DATA ROWS.
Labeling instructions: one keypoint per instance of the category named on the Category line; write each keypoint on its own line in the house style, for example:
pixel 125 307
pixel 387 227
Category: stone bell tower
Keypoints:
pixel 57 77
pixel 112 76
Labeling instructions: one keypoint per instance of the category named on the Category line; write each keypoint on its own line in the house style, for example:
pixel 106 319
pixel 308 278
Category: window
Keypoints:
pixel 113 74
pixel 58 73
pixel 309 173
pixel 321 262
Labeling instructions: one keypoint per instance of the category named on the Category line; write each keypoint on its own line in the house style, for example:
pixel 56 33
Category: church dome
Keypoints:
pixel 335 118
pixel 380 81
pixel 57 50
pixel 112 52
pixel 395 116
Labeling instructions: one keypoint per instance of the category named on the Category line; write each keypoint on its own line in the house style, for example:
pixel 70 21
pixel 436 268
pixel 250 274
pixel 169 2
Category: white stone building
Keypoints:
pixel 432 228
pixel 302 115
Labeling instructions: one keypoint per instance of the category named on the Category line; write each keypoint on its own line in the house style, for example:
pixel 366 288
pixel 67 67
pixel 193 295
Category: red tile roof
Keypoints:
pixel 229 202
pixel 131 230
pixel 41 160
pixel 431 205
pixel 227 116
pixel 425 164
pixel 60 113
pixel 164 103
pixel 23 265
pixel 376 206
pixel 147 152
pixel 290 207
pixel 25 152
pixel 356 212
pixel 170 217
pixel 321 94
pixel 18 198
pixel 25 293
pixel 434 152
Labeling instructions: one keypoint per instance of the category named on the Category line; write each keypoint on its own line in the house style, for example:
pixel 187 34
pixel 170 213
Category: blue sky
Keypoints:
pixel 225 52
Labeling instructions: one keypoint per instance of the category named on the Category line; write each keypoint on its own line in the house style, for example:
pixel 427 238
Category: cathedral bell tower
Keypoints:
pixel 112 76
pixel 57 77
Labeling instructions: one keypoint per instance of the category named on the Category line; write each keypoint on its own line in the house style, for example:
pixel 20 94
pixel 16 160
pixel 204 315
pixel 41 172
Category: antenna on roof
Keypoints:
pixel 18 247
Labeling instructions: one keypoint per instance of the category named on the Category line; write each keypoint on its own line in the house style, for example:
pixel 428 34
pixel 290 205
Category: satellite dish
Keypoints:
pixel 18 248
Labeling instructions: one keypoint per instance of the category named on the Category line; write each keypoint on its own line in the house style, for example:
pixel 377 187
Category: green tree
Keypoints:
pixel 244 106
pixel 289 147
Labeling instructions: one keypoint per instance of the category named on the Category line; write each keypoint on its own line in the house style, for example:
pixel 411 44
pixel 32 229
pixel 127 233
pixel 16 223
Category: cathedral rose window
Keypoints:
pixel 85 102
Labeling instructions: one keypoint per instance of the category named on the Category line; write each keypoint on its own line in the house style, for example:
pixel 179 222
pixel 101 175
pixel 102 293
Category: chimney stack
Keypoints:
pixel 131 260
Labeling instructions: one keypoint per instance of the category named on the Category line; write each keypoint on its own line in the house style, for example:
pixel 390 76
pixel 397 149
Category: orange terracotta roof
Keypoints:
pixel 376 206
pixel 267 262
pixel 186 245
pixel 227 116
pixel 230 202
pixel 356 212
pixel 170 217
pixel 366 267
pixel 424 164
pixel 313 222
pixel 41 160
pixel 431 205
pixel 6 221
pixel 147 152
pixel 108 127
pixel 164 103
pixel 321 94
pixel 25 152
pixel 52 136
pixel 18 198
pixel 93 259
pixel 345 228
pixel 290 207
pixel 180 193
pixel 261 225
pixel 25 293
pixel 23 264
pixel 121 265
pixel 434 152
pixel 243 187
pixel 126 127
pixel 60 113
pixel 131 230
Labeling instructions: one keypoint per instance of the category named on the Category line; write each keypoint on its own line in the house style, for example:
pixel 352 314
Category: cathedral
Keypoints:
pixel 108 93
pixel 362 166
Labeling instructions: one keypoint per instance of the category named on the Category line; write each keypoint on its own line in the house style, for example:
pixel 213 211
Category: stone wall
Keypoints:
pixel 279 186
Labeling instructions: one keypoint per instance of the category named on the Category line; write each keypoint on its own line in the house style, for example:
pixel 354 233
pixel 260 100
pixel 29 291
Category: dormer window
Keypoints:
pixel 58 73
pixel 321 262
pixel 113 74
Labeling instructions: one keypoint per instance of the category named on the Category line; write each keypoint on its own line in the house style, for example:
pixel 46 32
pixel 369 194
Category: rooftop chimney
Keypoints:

WHAT IS NEEDED.
Your task is to transcribe the material exactly.

EXERCISE ANSWER.
Labeling instructions: one keypoint per instance of the category named on the Category line; write each keypoint on its own line in the house style, for example:
pixel 125 307
pixel 387 227
Category: stone bell tower
Keypoints:
pixel 57 77
pixel 112 76
Labeling instructions: one keypoint per instance of the category named on the Category line; write each keypoint on its own line in the house style, for example:
pixel 106 319
pixel 308 278
Category: window
Keypoints:
pixel 113 74
pixel 58 73
pixel 309 173
pixel 321 262
Labeling instructions: one keypoint per instance of the category named on the Category line; write each keypoint on its own line in the house style, for example:
pixel 56 33
Category: church dome
Keypoints:
pixel 335 118
pixel 380 81
pixel 57 50
pixel 112 52
pixel 395 116
Labeling instructions: one keypoint per instance of the category named on the Category line; write each keypoint on its own line in the house style, for example:
pixel 70 21
pixel 436 268
pixel 250 274
pixel 169 2
Category: white stone building
Keypoints:
pixel 432 228
pixel 302 115
Labeling instructions: one keypoint per instance of the category named on the Category line; write each keypoint on its own line in the house style, for example:
pixel 366 288
pixel 67 67
pixel 193 295
Category: red tile roof
Keypoints:
pixel 229 202
pixel 131 230
pixel 41 160
pixel 431 205
pixel 227 116
pixel 425 164
pixel 60 113
pixel 164 103
pixel 23 265
pixel 376 206
pixel 147 152
pixel 290 207
pixel 25 152
pixel 356 212
pixel 170 217
pixel 321 94
pixel 18 198
pixel 25 293
pixel 434 152
Labeling instructions: one keypoint per instance of the category named on the Category line; write each keypoint on its own line in the house style, for example:
pixel 187 34
pixel 170 213
Category: blue sky
Keypoints:
pixel 225 52
Labeling instructions: one keypoint per instance of the category named on the Category line; write each keypoint on its own line in the house style, for example:
pixel 427 238
Category: cathedral bell tower
Keypoints:
pixel 112 76
pixel 57 77
Labeling instructions: one keypoint per instance of the category named on the Category line; write each keypoint on its own line in the house style, for example:
pixel 20 94
pixel 16 160
pixel 204 315
pixel 41 172
Category: antenna on roof
Keypoints:
pixel 18 247
Labeling instructions: one keypoint per instance of the category named on the Category line; write each keypoint on its own line in the house style, for example:
pixel 428 34
pixel 290 205
Category: satellite dish
Keypoints:
pixel 18 248
Labeling instructions: one keypoint per instance of the category named on the Category line; write each keypoint on its own line in the house style, for example:
pixel 377 187
Category: green tree
Keypoints:
pixel 244 106
pixel 289 147
Labeling instructions: one keypoint per instance of the category named on the Category line; write each keypoint on its own line in the house style, for example:
pixel 411 44
pixel 32 229
pixel 127 233
pixel 16 223
Category: cathedral rose window
Keypoints:
pixel 85 102
Labeling instructions: one keypoint per instance of the category named on the Category line; write each keypoint on its own line in the house style, for example:
pixel 179 222
pixel 101 175
pixel 102 293
Category: chimney stack
Keypoints:
pixel 131 260
Labeling instructions: one keypoint per instance of the category named on the Category line; write each keypoint on its own line in the house style, for example:
pixel 390 76
pixel 397 149
Category: orange terracotta roof
Keypoints:
pixel 376 206
pixel 267 262
pixel 186 245
pixel 227 116
pixel 230 202
pixel 356 212
pixel 170 217
pixel 366 267
pixel 424 164
pixel 313 222
pixel 41 160
pixel 431 205
pixel 6 221
pixel 147 152
pixel 108 127
pixel 164 103
pixel 321 94
pixel 25 152
pixel 52 136
pixel 18 198
pixel 93 259
pixel 345 228
pixel 290 207
pixel 180 193
pixel 261 225
pixel 25 293
pixel 23 264
pixel 121 265
pixel 434 152
pixel 243 187
pixel 126 127
pixel 60 113
pixel 131 230
Labeling instructions: one keypoint per instance of the category named on the Category line; write each keypoint on its own line in the house style, for example:
pixel 352 314
Category: cathedral
Keypoints:
pixel 108 93
pixel 362 166
Labeling instructions: one keypoint per instance of the category named on the Category line; write each keypoint on its own line in the house style, for example:
pixel 213 211
Category: stone wall
Keypoints:
pixel 279 186
Labeling instructions: one keypoint per instance of the category named on the Category line; write each keypoint on its own line in the house style, for example:
pixel 354 233
pixel 260 100
pixel 29 291
Category: dormer window
Keypoints:
pixel 58 73
pixel 321 262
pixel 113 74
Labeling instructions: one keypoint per instance of the category named on the Category line; write each keypoint on its own line in the house style, for example:
pixel 46 32
pixel 369 194
Category: rooftop chimney
Keypoints:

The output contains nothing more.